Given task: Put the data below into a numbered list, starting at its first line and ending with the line that contains "[355,377,443,418]". Leave out any blank lines.

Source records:

--- BEGIN ---

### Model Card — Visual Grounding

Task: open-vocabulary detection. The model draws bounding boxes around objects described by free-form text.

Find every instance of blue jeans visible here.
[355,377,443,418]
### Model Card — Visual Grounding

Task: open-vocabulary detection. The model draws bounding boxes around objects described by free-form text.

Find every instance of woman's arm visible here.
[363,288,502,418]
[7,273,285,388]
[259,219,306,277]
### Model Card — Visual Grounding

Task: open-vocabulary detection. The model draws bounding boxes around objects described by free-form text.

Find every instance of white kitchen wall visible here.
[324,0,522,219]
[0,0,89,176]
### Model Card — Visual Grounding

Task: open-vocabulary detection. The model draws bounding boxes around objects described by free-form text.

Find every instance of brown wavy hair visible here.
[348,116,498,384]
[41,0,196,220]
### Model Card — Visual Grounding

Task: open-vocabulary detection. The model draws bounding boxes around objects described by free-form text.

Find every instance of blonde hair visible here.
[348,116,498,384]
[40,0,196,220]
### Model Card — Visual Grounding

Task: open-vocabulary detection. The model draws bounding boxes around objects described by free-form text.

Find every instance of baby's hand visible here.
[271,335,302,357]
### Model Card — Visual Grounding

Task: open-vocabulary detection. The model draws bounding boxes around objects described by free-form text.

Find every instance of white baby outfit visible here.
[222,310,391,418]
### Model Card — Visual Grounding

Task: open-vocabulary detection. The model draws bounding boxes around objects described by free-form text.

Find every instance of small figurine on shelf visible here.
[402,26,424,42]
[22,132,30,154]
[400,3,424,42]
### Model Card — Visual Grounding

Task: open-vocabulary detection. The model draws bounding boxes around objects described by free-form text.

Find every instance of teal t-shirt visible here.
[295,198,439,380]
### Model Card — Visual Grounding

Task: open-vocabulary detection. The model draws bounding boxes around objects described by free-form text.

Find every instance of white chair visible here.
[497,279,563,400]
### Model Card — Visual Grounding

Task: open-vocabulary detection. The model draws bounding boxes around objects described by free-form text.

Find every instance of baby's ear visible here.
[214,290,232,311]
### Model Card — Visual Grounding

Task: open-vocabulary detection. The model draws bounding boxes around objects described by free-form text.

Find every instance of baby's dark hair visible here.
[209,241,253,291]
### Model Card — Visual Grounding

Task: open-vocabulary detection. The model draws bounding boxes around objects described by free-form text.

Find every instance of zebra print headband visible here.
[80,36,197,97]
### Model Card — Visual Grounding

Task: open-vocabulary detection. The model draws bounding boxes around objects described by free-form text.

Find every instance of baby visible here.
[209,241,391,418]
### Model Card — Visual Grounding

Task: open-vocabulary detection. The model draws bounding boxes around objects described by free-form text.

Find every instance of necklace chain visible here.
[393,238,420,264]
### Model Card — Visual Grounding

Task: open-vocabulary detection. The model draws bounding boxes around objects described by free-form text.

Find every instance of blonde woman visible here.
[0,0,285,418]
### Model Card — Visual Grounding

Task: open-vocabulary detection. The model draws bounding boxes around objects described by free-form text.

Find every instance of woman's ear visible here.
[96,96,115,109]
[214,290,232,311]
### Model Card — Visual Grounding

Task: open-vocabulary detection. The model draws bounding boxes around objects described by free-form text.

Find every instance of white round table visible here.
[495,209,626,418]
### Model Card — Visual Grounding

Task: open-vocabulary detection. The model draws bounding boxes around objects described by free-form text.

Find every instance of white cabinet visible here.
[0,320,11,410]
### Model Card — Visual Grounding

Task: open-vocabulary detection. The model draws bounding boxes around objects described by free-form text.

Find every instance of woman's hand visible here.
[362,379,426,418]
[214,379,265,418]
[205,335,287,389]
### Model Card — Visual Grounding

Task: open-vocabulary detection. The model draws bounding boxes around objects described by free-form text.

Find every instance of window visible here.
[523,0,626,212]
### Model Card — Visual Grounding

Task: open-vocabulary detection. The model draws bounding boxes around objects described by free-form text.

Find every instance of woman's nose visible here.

--- END ---

Solution to this exercise:
1. ### Model Card — Visual Grounding
2. Task: open-vocabulary detection. The model draws bounding boxes around objects described by free-form text.
3. Find every instance of blue jeans visible here.
4. [355,377,443,418]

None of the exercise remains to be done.